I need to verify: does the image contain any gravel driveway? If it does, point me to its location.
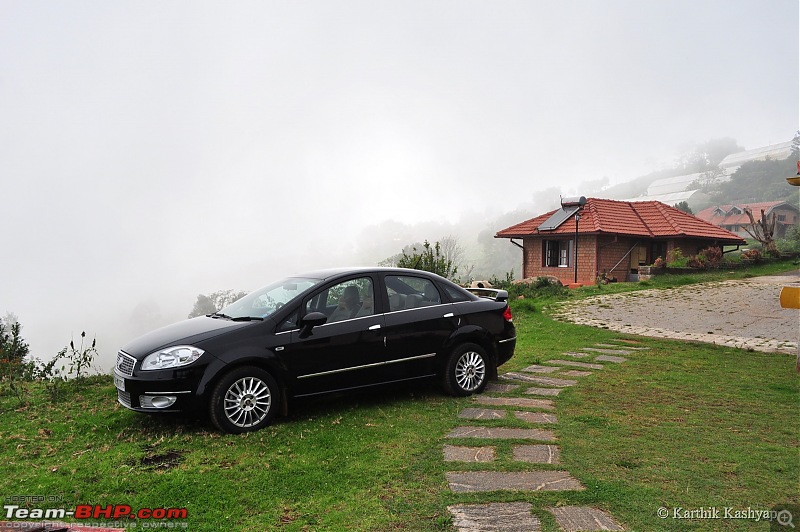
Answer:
[553,271,800,353]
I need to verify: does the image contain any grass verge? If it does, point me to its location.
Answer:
[0,266,800,531]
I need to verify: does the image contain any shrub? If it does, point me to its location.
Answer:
[740,249,762,263]
[667,248,689,268]
[697,247,723,268]
[777,225,800,254]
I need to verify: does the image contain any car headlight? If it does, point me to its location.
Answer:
[142,345,205,371]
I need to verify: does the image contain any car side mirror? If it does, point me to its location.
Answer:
[300,312,328,338]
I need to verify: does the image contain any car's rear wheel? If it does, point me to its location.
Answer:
[442,343,489,396]
[209,366,281,434]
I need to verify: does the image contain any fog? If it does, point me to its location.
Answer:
[0,0,799,369]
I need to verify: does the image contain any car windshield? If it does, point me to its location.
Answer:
[218,277,322,319]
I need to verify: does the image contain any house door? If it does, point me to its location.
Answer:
————
» **EXERCISE REQUIREMENTS**
Revise all of the records above by replacing "point me to its location" with "mark where it is" and leaving everything else unchanged. Omit the pictures from your answer.

» **SOLVED EXERCISE**
I need to verify: does the image contain any gravel driveway? If it does, mark where it is.
Answer:
[553,271,800,353]
I need to verify: does the image contain any grass verge? If it does, mark where it is.
Answer:
[0,266,800,531]
I need to verify: does the image contain any shrub? If it does, mark where it is.
Answer:
[740,249,762,263]
[667,248,689,268]
[697,247,723,268]
[777,225,800,254]
I need to verify: does the image contain any car headlight? If it does, mark where it is.
Answer:
[142,345,205,371]
I need to verify: does the image contain any car side mirror? If it does, mark where it is.
Answer:
[300,312,328,338]
I need to verify: does the image contain any car's rear wheel? If it does, mark where it is.
Answer:
[442,343,489,396]
[209,366,281,434]
I need to verify: does the image contain any fog? If it does, mark where it is.
Answer:
[0,0,799,369]
I need to verify: does the image contain any car windshield? If it does, mark where it is.
Answer:
[218,277,322,319]
I need to verify: does the image contain any house door? If it does, mark where it is.
Answer:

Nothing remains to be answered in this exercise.